▶ **Provided passage**

If you want to free disk space after deleting, execute the following command:
es_curl -XPOST https://localhost:9200/{index_name}/_forcemerge?only_expunge_deletes=true
Configuring Elasticsearch Templates#
Squirro uses the concept of Component and Index templates to define the settings for the Elasticsearch indices.
For the reference, see https://www.elastic.co/guide/en/elasticsearch/reference/current/index-templates.html.
To modify the default templates settings you can use the Configuration Service.
Server Configuration topic.elasticsearch.index-templates-settings
{
"squirro_v9": {
"number_of_shards": 6,
"number_of_replicas": 0,
"additional_components": []
}
}
You can configure any template you want by specifying an additional JSON object and using the template name as the option key, for example:
{
"squirro_v9": {
"number_of_shards": 6,
"number_of_replicas": 0,
"additional_components": []
},
"squirro_v9_filter": {
"number_of_shards": 1,
"number_of_replicas": 0,
"additional_components": []
}
}
The additional_components option allows you to define the additional component templates that the index template will be composed of.

▶ **Material**
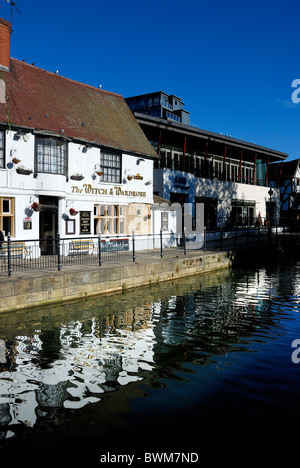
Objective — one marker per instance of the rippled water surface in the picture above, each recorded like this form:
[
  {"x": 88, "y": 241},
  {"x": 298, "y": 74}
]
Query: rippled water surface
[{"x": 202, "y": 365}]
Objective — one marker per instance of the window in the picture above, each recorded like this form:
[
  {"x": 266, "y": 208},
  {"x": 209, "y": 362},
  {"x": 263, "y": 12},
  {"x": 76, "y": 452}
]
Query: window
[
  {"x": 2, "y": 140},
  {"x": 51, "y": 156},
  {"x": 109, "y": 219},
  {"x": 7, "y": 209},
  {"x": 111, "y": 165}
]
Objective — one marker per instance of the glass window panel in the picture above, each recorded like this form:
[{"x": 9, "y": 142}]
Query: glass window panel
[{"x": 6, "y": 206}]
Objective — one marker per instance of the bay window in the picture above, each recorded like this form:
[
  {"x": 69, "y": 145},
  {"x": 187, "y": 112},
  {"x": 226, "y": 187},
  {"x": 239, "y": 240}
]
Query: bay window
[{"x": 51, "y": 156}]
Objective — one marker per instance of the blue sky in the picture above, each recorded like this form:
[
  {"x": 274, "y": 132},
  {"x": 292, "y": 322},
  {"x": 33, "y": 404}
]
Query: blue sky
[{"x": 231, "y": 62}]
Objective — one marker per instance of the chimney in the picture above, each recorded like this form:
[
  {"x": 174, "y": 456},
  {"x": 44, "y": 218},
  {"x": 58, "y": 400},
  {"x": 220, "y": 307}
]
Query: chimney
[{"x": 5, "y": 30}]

--

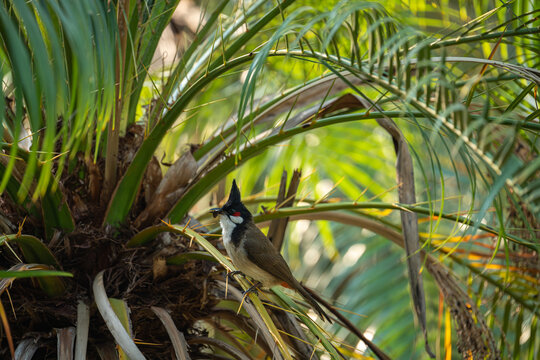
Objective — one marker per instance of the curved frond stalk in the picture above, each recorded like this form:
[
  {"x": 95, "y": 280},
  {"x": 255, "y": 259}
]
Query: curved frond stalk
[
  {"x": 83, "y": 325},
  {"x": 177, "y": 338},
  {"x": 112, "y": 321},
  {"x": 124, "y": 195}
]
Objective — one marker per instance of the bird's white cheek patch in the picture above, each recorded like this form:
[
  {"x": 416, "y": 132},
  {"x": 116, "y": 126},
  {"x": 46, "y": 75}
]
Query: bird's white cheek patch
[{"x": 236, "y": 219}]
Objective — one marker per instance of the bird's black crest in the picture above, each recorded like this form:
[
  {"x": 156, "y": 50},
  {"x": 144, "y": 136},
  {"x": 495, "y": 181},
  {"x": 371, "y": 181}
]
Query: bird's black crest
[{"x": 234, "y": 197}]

▶ **What the task requires**
Reproduce the Elasticsearch templates passage word for word, from its first line to its last.

▶ **Task answer**
If you want to free disk space after deleting, execute the following command:
es_curl -XPOST https://localhost:9200/{index_name}/_forcemerge?only_expunge_deletes=true
Configuring Elasticsearch Templates#
Squirro uses the concept of Component and Index templates to define the settings for the Elasticsearch indices.
For the reference, see https://www.elastic.co/guide/en/elasticsearch/reference/current/index-templates.html.
To modify the default templates settings you can use the Configuration Service.
Server Configuration topic.elasticsearch.index-templates-settings
{
"squirro_v9": {
"number_of_shards": 6,
"number_of_replicas": 0,
"additional_components": []
}
}
You can configure any template you want by specifying an additional JSON object and using the template name as the option key, for example:
{
"squirro_v9": {
"number_of_shards": 6,
"number_of_replicas": 0,
"additional_components": []
},
"squirro_v9_filter": {
"number_of_shards": 1,
"number_of_replicas": 0,
"additional_components": []
}
}
The additional_components option allows you to define the additional component templates that the index template will be composed of.